__TASK REQUIREMENTS__: Reproduce the items from the beginning through the line containing "xmin=193 ymin=613 xmax=234 ymax=652", substituting "localization" for every occurrence of "grounding" and changing nothing else. Leave the pictures out of your answer.

__DATASET EXCERPTS__:
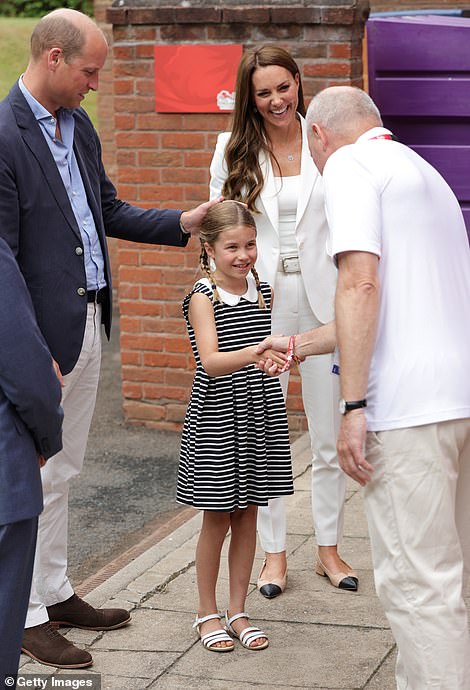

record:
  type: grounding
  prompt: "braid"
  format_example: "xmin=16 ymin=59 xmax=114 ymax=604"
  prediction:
xmin=199 ymin=242 xmax=222 ymax=303
xmin=251 ymin=266 xmax=266 ymax=309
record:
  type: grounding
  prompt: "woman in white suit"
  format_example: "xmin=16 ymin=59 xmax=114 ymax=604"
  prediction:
xmin=210 ymin=45 xmax=358 ymax=598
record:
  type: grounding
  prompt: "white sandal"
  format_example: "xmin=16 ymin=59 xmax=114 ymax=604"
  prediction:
xmin=225 ymin=611 xmax=269 ymax=651
xmin=193 ymin=613 xmax=234 ymax=652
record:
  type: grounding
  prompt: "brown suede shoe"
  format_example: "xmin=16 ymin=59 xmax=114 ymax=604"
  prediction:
xmin=47 ymin=594 xmax=131 ymax=630
xmin=21 ymin=621 xmax=93 ymax=668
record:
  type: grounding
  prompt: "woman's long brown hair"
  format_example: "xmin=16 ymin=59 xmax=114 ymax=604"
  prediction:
xmin=222 ymin=45 xmax=305 ymax=212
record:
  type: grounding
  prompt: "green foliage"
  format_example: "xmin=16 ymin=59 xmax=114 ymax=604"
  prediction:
xmin=0 ymin=0 xmax=93 ymax=17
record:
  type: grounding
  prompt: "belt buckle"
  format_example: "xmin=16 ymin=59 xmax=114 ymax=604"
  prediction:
xmin=281 ymin=256 xmax=300 ymax=273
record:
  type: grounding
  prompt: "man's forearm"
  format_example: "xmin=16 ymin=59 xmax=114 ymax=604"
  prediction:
xmin=336 ymin=255 xmax=379 ymax=400
xmin=295 ymin=321 xmax=336 ymax=359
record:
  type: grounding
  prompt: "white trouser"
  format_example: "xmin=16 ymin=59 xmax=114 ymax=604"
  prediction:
xmin=364 ymin=419 xmax=470 ymax=690
xmin=25 ymin=303 xmax=101 ymax=628
xmin=258 ymin=272 xmax=346 ymax=553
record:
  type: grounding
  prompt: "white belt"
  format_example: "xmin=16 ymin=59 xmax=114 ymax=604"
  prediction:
xmin=278 ymin=254 xmax=300 ymax=273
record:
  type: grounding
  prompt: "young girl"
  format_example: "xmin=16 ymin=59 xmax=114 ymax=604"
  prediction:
xmin=177 ymin=201 xmax=293 ymax=652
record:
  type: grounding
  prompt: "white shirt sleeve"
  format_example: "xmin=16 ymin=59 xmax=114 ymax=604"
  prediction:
xmin=323 ymin=144 xmax=382 ymax=257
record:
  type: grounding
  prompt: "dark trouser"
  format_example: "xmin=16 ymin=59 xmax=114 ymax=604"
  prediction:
xmin=0 ymin=517 xmax=38 ymax=688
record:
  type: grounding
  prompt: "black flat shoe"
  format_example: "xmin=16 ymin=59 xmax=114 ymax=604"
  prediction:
xmin=257 ymin=559 xmax=287 ymax=599
xmin=315 ymin=555 xmax=359 ymax=592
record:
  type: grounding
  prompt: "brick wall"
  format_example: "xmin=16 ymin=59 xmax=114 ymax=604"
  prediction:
xmin=370 ymin=0 xmax=470 ymax=12
xmin=106 ymin=0 xmax=368 ymax=433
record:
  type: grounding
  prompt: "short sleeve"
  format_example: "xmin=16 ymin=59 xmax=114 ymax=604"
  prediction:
xmin=323 ymin=144 xmax=382 ymax=257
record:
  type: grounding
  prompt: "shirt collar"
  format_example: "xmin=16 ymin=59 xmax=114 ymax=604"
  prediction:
xmin=18 ymin=75 xmax=73 ymax=137
xmin=356 ymin=127 xmax=392 ymax=144
xmin=198 ymin=273 xmax=258 ymax=307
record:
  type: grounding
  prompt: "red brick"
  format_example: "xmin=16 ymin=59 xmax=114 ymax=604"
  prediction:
xmin=118 ymin=282 xmax=140 ymax=298
xmin=119 ymin=290 xmax=163 ymax=317
xmin=119 ymin=266 xmax=162 ymax=285
xmin=123 ymin=401 xmax=166 ymax=421
xmin=165 ymin=337 xmax=188 ymax=352
xmin=304 ymin=62 xmax=351 ymax=77
xmin=116 ymin=151 xmax=136 ymax=165
xmin=271 ymin=7 xmax=321 ymax=24
xmin=140 ymin=247 xmax=185 ymax=267
xmin=143 ymin=348 xmax=189 ymax=369
xmin=321 ymin=7 xmax=356 ymax=24
xmin=116 ymin=132 xmax=160 ymax=149
xmin=164 ymin=369 xmax=194 ymax=389
xmin=113 ymin=58 xmax=153 ymax=79
xmin=119 ymin=248 xmax=140 ymax=266
xmin=135 ymin=79 xmax=155 ymax=96
xmin=122 ymin=367 xmax=165 ymax=382
xmin=121 ymin=333 xmax=163 ymax=351
xmin=181 ymin=113 xmax=231 ymax=132
xmin=166 ymin=403 xmax=186 ymax=424
xmin=184 ymin=151 xmax=214 ymax=169
xmin=122 ymin=381 xmax=143 ymax=400
xmin=114 ymin=96 xmax=155 ymax=113
xmin=160 ymin=24 xmax=208 ymax=43
xmin=222 ymin=6 xmax=270 ymax=24
xmin=143 ymin=383 xmax=188 ymax=401
xmin=161 ymin=168 xmax=209 ymax=184
xmin=137 ymin=112 xmax=186 ymax=132
xmin=119 ymin=314 xmax=142 ymax=333
xmin=113 ymin=45 xmax=136 ymax=61
xmin=114 ymin=114 xmax=135 ymax=130
xmin=162 ymin=132 xmax=204 ymax=149
xmin=121 ymin=350 xmax=142 ymax=367
xmin=138 ymin=150 xmax=185 ymax=167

__SOLUTION TO THIS PROBLEM__:
record:
  type: localization
  prompt: "braid"
  format_example: "xmin=16 ymin=59 xmax=114 ymax=604"
  prediction:
xmin=199 ymin=242 xmax=222 ymax=303
xmin=251 ymin=266 xmax=266 ymax=309
record:
  type: localization
  prompt: "woman in white suit"
  format_example: "xmin=16 ymin=59 xmax=114 ymax=604"
  prediction:
xmin=210 ymin=45 xmax=358 ymax=598
record:
  type: localization
  prompt: "white sandal"
  format_example: "xmin=16 ymin=59 xmax=114 ymax=604"
  prediction:
xmin=225 ymin=611 xmax=269 ymax=651
xmin=193 ymin=613 xmax=234 ymax=652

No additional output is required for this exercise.